--- BEGIN Given text ---

It's hard for me to tell because the thinking of the average modern Democrat is so far outside my comprehension level that I'm not a good judge of what they can be talked into.  The whole Kavanaugh thing made it clear to me that they think WAY differently than I do.

The problem with the Democrat Party is that they're trying to be too many things to too many different groups.  The very young, the blacks, the Latinos, the gays, the extremely poor, the extremely rich, the uneducated, the overeducated.....it's a lot to juggle, especially since those groups not only don't want the same things, they are in direct conflict with each other.  

Dems are going to have to rely on the power of the D and voter turnout, because there is not a candidate currently in the running who has enough appeal to all those groups that they could beat Trump.


----------



## GURPS

vraiblonde said:


> The very young, the blacks, the Latinos, the gays, the extremely poor, the extremely rich, the uneducated, the overeducated.....



Bernie Bro and his group of 'Socialist Democrats' on one side Biden on the other side the other 20 clowns spread across the spectrum in between along with their inter-sectional supporters


----------



## Yooper

_This (below) is all predicated on the assumption Biden will get the nod/nom. (That is going to be an epic food fight as the DNC pays lip service to the radical left elements, but knows it needs to field a candidate who appeals to the independents, etc.)._

But if so, Joe's job will be to soothe the American public whom the DNC believes is triggered, anxious, upset, etc. with Trump. Boring, staid, gaffe-prone, Joe's "appeal" will be to connect as your lovable, predictable uncle that is always there for you to comfort you. His gropin' may actually play to this in a positive way. So expect the DNC (should Joe get the nod) to go all zen about Joe and start screeching/Chicken Little-ing to even a higher level, re: Trump (even going ga-ga, bat-chit loony, crazy screeching when Trump says benign things like the word, "a" or "see" or misspells a word like "believe").

Joe will be all calm, cool, "hey, bro" and the VP nod (a woman of color) will be the attack dog (spewing all the intersectionality and oppression nonsense).

Thus, the anti-Trump (the anti-Trump/Pence ticket).

--- END Given text ---

* [Jobs]
A. Answer these questions from the forum thread:
(i) In the first post, what does the writer say made it clear that Democrats think very differently?
(ii) In the GURPS post, who is placed on the side opposite Bernie Bro and his group?
(iii) In the Yooper post, who is expected to serve as the attack dog?
B. Write the next part of the forum thread, picking up after its final line.
The records that follow were taken from a separate source.

--- BEGIN Extracted records ---

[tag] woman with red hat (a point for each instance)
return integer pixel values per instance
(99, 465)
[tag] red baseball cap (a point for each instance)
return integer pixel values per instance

--- END Extracted records ---

* [Task answers]
A.
(i) The whole Kavanaugh thing.
(ii) Biden.
(iii) The VP pick, a woman of color.

B.
Again, IF he gets the nomination (and the DNC, I bet, is already plotting to ensure it happens. Let's see as we tune into the next episode of Sandersgate 2.0-20 (get it, a bad pun on Sanders 2020?)).

--- End of line (MCP)


----------



## Gilligan

Yooper said:


> Let's see as we tune into episode of Sandersgate 2.0-20 (get it, a bad pun on Sanders 2020?)).
> 
> --- End of line (MCP)



Eh....Bernie will be satisfied with another nice vacation home.


----------



## Merlin99

And the next question will be is Pence going to be in the picture for 2020 or will Trump go a different route.


----------



## TCROW

Sarah Palin for VP in 2020!

Punt Pence! Hail in Palin!


----------



## 22AcaciaAve

awpitt said:


> I think you're under estimating Uncle Joe.  His biggest battle will be getting the nomination.  If he can get past the people at the kid's table, Trump will have a real challenge. If any of the others get the nomination, Trump will be shoe-in for a second term.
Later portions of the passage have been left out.